With the smoke finally clearing locally (ahem), I’m finally beginning to catch up. Scrum muddying really takes it out of a guy, and besides that, my knees are still toast after Friday’s thoroughly enjoyable Carnegie Center fundraiser.
Here’s one I missed from late August.
JOHNSON: Unite church and state, by Richard Johnson, (local Tribune columnist).
While there are many theories that try to explain what causes crime, only one of them in my opinion offers a complete explanation. The root cause of crime is a universal heart condition that the Bible calls sin.
As a longtime follower of Christ and an ordained minister of the gospel, I have served the Lord for many years, 15 of them in America’s prisons and jails …
I’ll cut to the chase. Johnson’s argument goes something like this:
Sin, not “fancy theories” (i.e., poverty, poor education, bad childhoods) leads to a chosen “lifestyle of crime”, which is a spiritual condition.
As such, “Government cannot do anything about sin; show me any government, anywhere, that can. Dealing with sin is the church’s job,” and the government’s job is preserving order, nothing more.
Therefore, the separation of church and state is an inefficient way of tackling crime because the state, which exists to preserve order, must have “allies” in the church who can deal with sin on spiritual terms.
Assertions of this nature never cease to amaze me. One wonders why the Founding Fathers even bothered with civil law if all they needed to do was mimeograph the teachings of one or the other Christian denominations and join certain areas of the Muslim world in shackling the legal system to one specific interpretation within a multiplicity of religious perspectives.

- **List of tasks**
1. Answer these questions about the church-and-state post:
(a) After which event are the writer's knees still sore?
(b) According to Johnson, what is the root cause of crime?
(c) How many of Johnson's years serving the Lord were spent in America's prisons and jails?
2. Transcribe the church-and-state post starting at "While there are" and ending at "order, nothing more.".

- **Entries shown**
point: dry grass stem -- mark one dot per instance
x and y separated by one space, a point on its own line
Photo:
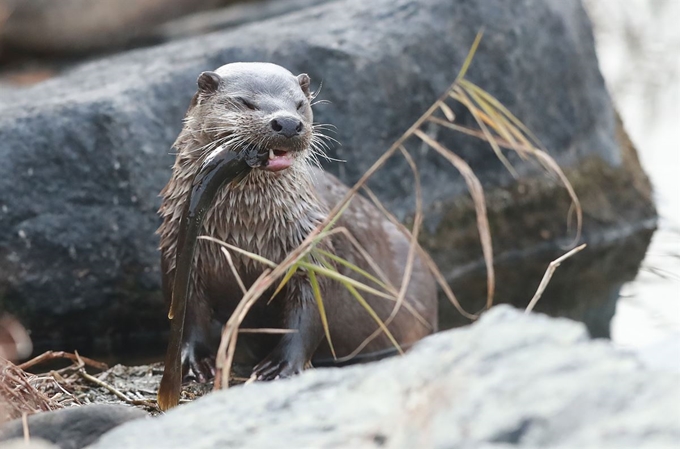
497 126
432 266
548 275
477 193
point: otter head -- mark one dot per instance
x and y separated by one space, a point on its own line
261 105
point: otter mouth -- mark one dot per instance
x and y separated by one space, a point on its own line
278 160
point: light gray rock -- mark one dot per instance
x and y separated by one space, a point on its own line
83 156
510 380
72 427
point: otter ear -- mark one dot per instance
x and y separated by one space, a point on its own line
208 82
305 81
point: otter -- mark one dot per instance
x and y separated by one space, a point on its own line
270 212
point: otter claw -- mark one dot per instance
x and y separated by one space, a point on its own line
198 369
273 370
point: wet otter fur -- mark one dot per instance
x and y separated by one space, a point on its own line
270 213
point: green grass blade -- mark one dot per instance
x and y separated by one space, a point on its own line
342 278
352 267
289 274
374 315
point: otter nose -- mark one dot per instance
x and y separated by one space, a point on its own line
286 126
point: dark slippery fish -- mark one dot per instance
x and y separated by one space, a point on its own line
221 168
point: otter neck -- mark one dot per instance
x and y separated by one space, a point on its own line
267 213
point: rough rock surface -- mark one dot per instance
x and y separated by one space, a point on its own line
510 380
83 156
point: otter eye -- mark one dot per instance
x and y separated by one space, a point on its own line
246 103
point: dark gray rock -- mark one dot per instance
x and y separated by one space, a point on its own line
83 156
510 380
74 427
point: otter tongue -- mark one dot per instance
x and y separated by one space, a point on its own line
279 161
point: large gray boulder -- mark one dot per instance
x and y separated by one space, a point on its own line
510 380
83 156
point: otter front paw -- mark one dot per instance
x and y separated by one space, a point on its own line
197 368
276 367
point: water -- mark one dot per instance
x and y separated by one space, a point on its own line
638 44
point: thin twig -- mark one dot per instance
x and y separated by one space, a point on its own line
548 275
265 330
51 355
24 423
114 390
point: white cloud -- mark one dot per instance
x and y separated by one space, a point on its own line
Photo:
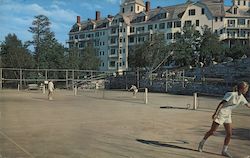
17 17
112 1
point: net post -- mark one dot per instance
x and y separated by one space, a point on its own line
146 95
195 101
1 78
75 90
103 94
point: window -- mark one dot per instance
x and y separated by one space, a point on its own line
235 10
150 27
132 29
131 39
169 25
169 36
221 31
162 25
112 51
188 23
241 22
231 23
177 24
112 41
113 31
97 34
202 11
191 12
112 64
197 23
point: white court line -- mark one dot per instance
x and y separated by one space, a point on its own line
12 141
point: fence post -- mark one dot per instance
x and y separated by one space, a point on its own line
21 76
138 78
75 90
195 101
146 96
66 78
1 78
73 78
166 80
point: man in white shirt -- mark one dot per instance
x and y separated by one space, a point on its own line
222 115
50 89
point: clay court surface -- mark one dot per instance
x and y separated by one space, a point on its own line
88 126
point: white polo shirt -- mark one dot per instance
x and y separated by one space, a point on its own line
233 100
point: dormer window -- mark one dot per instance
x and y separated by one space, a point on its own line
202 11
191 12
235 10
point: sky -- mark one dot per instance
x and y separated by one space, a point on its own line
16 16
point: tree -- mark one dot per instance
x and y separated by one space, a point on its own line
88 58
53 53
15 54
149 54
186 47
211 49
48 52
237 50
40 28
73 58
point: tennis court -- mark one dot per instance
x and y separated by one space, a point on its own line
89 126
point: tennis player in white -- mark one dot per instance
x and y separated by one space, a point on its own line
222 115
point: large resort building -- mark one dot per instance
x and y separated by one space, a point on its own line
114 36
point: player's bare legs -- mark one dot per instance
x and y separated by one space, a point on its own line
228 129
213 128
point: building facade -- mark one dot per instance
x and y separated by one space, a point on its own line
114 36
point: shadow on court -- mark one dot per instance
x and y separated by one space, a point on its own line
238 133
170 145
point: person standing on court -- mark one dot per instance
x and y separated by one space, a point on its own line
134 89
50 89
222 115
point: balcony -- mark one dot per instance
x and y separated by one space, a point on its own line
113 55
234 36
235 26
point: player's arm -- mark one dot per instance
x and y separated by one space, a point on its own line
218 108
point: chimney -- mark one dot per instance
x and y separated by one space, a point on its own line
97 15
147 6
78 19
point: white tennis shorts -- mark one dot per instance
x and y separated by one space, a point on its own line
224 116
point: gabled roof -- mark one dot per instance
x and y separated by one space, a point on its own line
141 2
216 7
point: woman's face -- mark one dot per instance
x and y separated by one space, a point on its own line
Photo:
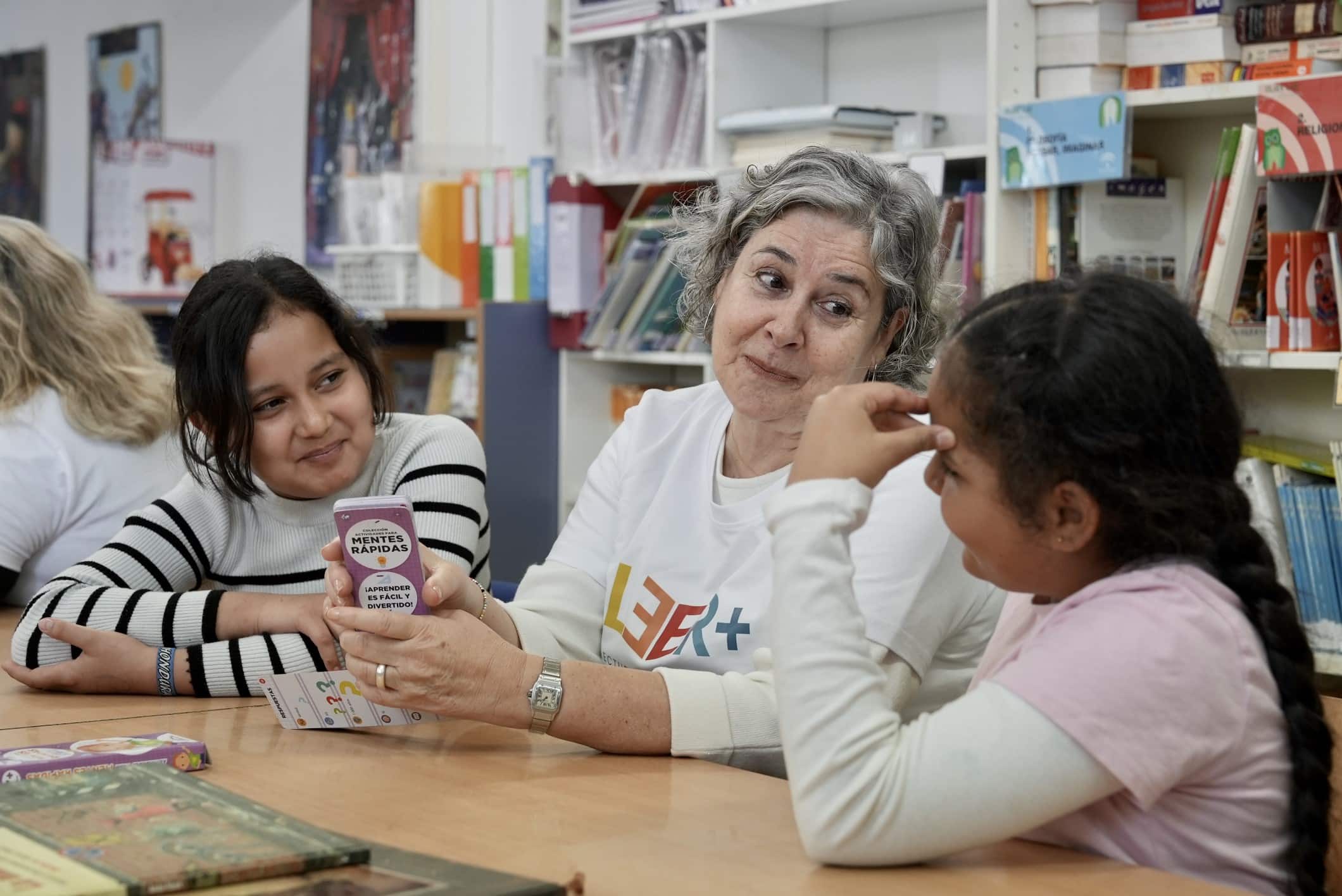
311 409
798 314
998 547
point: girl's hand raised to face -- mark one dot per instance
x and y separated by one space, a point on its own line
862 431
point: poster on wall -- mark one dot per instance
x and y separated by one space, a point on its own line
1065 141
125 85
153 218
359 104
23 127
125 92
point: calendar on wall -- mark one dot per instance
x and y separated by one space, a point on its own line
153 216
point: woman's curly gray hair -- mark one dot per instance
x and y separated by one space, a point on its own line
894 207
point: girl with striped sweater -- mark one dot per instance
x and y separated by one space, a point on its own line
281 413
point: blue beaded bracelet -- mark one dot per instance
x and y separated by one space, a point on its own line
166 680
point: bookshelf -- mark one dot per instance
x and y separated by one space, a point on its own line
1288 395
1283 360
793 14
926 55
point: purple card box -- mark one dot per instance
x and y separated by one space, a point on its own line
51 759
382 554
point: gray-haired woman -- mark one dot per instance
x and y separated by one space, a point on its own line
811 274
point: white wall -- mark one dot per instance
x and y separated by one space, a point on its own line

- **Solutions per task**
1.
(a) Friday's Carnegie Center fundraiser.
(b) A universal heart condition that the Bible calls sin.
(c) 15 years.

2.
While there are many theories that try to explain what causes crime, only one of them in my opinion offers a complete explanation. The root cause of crime is a universal heart condition that the Bible calls sin.
As a longtime follower of Christ and an ordained minister of the gospel, I have served the Lord for many years, 15 of them in America’s prisons and jails …
I’ll cut to the chase. Johnson’s argument goes something like this:
Sin, not “fancy theories” (i.e., poverty, poor education, bad childhoods) leads to a chosen “lifestyle of crime”, which is a spiritual condition.
As such, “Government cannot do anything about sin; show me any government, anywhere, that can. Dealing with sin is the church’s job,” and the government’s job is preserving order, nothing more.